■ Gestellte Aufgabe 1 ■
Gib sämtliche Sätze des zweiten Absatzes im Auszug einzeln und wortgetreu wieder.

== Auszug

Denn er überlässt es den Unternehmen, selbst zu entscheiden, was gelöscht wird und was nicht. Die Unternehmen werden sich bemühen, gute Dienstleister und Mitarbeiter zu finden, die die gesetzlichen Vorgaben einhalten. Im Zweifel löschen sie aber lieber einen Eintrag zu viel, um bloß ein gutes Zeugnis für ihr Beschwerdemanagement zu erhalten.

Machen wir es konkret: In dieser Woche hat US-Präsident Donald Trump eine amerikanische Moderatorin beleidigt und verhöhnt. Die „verrückte“ Journalistin habe ihn unbedingt sprechen wollen, obwohl ihr Gesicht nach einem Face-Lifting noch geblutet habe. Es war eine widerwärtige Attacke auf eine Journalistin – manche würden gar argumentieren, das war ein Kommentar des Hasses. Ist er das? Womöglich, es gibt Argumente dafür und dagegen.

====
== Aufgeführte Einträge

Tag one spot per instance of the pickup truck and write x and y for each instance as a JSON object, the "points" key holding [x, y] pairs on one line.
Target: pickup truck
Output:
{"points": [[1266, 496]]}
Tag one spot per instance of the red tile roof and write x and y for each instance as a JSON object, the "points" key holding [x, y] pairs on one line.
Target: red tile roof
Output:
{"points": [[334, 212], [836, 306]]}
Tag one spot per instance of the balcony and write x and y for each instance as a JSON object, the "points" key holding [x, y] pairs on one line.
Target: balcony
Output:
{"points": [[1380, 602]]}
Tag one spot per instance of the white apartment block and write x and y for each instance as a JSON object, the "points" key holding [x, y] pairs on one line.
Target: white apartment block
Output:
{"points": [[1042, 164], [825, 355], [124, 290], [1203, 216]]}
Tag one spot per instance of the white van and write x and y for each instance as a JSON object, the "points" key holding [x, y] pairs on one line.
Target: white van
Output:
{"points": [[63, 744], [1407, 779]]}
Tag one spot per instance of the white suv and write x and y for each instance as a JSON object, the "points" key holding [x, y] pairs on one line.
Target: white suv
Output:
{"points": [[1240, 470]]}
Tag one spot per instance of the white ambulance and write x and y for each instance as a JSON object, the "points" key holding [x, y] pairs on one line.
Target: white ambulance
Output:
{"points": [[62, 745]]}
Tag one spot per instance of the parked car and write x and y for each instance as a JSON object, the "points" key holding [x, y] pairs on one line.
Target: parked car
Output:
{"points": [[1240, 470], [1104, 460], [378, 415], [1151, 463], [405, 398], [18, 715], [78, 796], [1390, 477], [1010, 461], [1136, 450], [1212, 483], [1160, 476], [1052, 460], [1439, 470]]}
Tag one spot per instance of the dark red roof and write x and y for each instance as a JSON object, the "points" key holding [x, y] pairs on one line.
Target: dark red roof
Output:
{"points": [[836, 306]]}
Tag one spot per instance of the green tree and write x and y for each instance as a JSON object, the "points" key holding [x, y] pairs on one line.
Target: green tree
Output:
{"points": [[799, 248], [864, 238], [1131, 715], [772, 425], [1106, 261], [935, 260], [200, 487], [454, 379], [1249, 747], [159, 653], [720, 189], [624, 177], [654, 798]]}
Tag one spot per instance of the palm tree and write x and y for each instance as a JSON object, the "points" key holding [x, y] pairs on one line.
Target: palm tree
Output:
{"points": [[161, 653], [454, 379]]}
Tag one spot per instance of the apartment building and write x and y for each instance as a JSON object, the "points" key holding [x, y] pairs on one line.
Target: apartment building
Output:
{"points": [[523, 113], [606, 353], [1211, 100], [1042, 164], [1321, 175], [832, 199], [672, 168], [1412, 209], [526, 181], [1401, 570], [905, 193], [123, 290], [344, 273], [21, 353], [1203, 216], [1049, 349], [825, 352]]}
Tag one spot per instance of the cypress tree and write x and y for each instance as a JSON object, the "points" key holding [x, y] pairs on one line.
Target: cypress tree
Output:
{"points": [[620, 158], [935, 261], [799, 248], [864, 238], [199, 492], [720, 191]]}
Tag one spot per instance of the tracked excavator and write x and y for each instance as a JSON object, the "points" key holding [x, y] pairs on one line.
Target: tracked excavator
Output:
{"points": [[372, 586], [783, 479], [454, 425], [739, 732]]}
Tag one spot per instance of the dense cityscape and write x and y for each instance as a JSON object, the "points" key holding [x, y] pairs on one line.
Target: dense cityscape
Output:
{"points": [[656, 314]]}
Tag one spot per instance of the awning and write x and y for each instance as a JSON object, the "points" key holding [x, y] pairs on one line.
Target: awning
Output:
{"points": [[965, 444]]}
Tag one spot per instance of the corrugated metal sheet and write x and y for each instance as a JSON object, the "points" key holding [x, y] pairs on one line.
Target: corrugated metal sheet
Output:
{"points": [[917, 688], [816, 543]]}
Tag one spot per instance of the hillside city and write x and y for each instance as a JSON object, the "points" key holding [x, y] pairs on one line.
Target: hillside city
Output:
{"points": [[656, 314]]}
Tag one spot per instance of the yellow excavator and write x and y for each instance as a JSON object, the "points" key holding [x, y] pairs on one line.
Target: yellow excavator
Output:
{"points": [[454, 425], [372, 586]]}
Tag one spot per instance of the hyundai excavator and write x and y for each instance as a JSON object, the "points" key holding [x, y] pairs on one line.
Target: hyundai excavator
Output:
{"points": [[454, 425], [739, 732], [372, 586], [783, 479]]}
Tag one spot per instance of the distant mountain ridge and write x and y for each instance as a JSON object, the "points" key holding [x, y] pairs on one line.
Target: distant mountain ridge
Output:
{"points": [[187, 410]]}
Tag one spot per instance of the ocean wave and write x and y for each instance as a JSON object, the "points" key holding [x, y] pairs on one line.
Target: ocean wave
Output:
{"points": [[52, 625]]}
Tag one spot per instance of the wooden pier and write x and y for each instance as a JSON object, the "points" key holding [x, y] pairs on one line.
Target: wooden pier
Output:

====

■ Gestellte Aufgabe 2 ■
Zieh jede Zeile der Einträge heraus, in der die Zeichenfolge „mountain“ vorkommt.

■ Lösung der Aufgabe 1 ■
1. Machen wir es konkret: In dieser Woche hat US-Präsident Donald Trump eine amerikanische Moderatorin beleidigt und verhöhnt.
2. Die „verrückte“ Journalistin habe ihn unbedingt sprechen wollen, obwohl ihr Gesicht nach einem Face-Lifting noch geblutet habe.
3. Es war eine widerwärtige Attacke auf eine Journalistin – manche würden gar argumentieren, das war ein Kommentar des Hasses.
4. Ist er das?
5. Womöglich, es gibt Argumente dafür und dagegen.

■ Lösung der Aufgabe 2 ■
Tag one spot per instance of the distant mountain ridge and write x and y for each instance as a JSON object, the "points" key holding [x, y] pairs on one line.
Target: distant mountain ridge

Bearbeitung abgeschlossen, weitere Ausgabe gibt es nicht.